Exercise requirements
Copy out every one of the entries below word for word, changing nothing in any line.

## begin Dataset records

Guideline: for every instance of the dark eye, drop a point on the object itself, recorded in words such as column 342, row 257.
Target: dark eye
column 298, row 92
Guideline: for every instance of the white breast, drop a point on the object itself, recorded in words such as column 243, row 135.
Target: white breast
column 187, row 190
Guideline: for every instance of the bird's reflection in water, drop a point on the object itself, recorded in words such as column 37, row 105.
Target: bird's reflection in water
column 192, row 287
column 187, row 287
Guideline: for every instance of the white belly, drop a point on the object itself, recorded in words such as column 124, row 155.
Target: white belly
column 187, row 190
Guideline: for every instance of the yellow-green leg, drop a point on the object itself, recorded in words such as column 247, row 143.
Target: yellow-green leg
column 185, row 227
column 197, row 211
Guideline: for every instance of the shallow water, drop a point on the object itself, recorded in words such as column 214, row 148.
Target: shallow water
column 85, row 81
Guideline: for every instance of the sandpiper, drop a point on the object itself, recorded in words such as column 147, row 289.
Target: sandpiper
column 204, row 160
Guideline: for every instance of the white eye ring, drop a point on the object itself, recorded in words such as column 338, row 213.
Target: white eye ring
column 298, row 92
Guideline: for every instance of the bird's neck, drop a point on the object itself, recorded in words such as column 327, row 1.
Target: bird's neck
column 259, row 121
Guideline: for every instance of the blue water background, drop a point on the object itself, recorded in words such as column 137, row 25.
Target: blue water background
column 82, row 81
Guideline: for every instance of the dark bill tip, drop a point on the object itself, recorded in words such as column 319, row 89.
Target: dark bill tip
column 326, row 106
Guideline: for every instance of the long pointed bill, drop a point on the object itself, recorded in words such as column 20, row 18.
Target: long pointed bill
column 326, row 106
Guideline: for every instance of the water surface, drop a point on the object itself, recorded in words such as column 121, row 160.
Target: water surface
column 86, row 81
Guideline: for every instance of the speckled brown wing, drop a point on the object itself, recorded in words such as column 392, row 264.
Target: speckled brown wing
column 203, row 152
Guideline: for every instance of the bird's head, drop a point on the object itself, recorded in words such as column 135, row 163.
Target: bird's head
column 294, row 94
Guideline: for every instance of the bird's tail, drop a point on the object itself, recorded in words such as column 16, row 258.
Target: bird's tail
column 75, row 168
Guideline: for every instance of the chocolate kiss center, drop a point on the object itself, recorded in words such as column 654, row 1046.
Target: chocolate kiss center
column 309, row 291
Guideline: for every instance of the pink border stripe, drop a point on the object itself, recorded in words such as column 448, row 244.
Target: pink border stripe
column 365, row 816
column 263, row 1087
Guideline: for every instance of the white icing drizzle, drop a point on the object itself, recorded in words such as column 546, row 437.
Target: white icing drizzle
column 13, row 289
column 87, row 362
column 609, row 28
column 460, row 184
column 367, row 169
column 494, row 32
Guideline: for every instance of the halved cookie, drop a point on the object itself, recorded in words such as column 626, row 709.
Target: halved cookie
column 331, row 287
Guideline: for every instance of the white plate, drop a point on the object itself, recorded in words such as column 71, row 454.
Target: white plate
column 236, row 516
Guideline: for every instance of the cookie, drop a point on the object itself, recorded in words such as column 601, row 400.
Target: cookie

## end Dataset records

Result of the task
Guideline: for every instance of the dark eye, drop a point on the object itself, recorded in words such as column 342, row 257.
Target: dark eye
column 298, row 92
Guideline: for every instance of the white breast, drop a point on the object itself, recorded in words such as column 243, row 135.
Target: white breast
column 187, row 190
Guideline: for every instance of the bird's reflection in water, drop a point on the object itself, recorded in words such as column 37, row 105.
Target: bird's reflection in water
column 192, row 287
column 187, row 287
Guideline: for every instance of the white belly, drop a point on the object itself, recorded in words such as column 124, row 155.
Target: white belly
column 187, row 190
Guideline: for every instance of the yellow-green leg, drop a point on the object itself, recorded in words such as column 247, row 143.
Target: yellow-green leg
column 185, row 227
column 197, row 211
Guideline: for every instance of the shallow water, drop a point on the object itself, recorded in words such as column 214, row 148.
Target: shallow water
column 85, row 81
Guideline: for every instance of the sandpiper, drop a point on the object itself, recorded in words such as column 147, row 289.
Target: sandpiper
column 204, row 160
Guideline: for every instance of the white eye ring, drop a point on the object itself, recorded in words such as column 338, row 213.
Target: white eye ring
column 298, row 92
Guideline: for every instance of the bird's neck, drop a point on the object itself, recorded in words such as column 327, row 1.
Target: bird's neck
column 259, row 121
Guideline: for every instance of the blue water background, drop a point on the object itself, recorded in words such as column 137, row 25.
Target: blue water background
column 82, row 81
Guideline: for every instance of the dark bill tip, drop a point on the object itself, recorded in words such as column 319, row 89.
Target: dark bill tip
column 326, row 106
Guideline: for every instance of the long pointed bill, drop a point on the object itself, recorded in words such as column 20, row 18.
Target: long pointed bill
column 326, row 106
Guideline: for every instance of the water surface, drop a point on the object itself, recorded in words such as column 121, row 160.
Target: water surface
column 86, row 81
Guideline: for every instance of the speckled brown wing, drop a point on the object itself, recorded in words such as column 392, row 264.
Target: speckled brown wing
column 203, row 152
Guideline: for every instance of the bird's head, drop a point on the object itself, recorded in words such as column 135, row 163.
Target: bird's head
column 294, row 94
Guideline: for every instance of the bird's tail, drop a point on the object itself, recorded in words such as column 16, row 258.
Target: bird's tail
column 75, row 168
Guideline: for every instance of the chocolate kiss center, drop a point on the object itself, recorded in words such as column 654, row 1046.
Target: chocolate kiss center
column 309, row 291
Guideline: for every instance of the pink border stripe, drop a point on the object itself, recorded in words such as column 448, row 244.
Target: pink border stripe
column 365, row 816
column 263, row 1087
Guideline: for every instance of the white icing drizzle, drop a point on the object itself, recorded in words such as column 546, row 437.
Target: white icing drizzle
column 13, row 289
column 87, row 362
column 609, row 28
column 460, row 184
column 367, row 169
column 494, row 32
Guideline: for every instance of the halved cookie, drop a point on the object itself, recorded in words such as column 626, row 709.
Target: halved cookie
column 331, row 287
Guideline: for every instance of the white plate, drop a point on the object itself, recorded in words such as column 71, row 454.
Target: white plate
column 236, row 516
Guideline: for every instance of the cookie, drop a point on the object itself, recorded in words such as column 601, row 400.
Target: cookie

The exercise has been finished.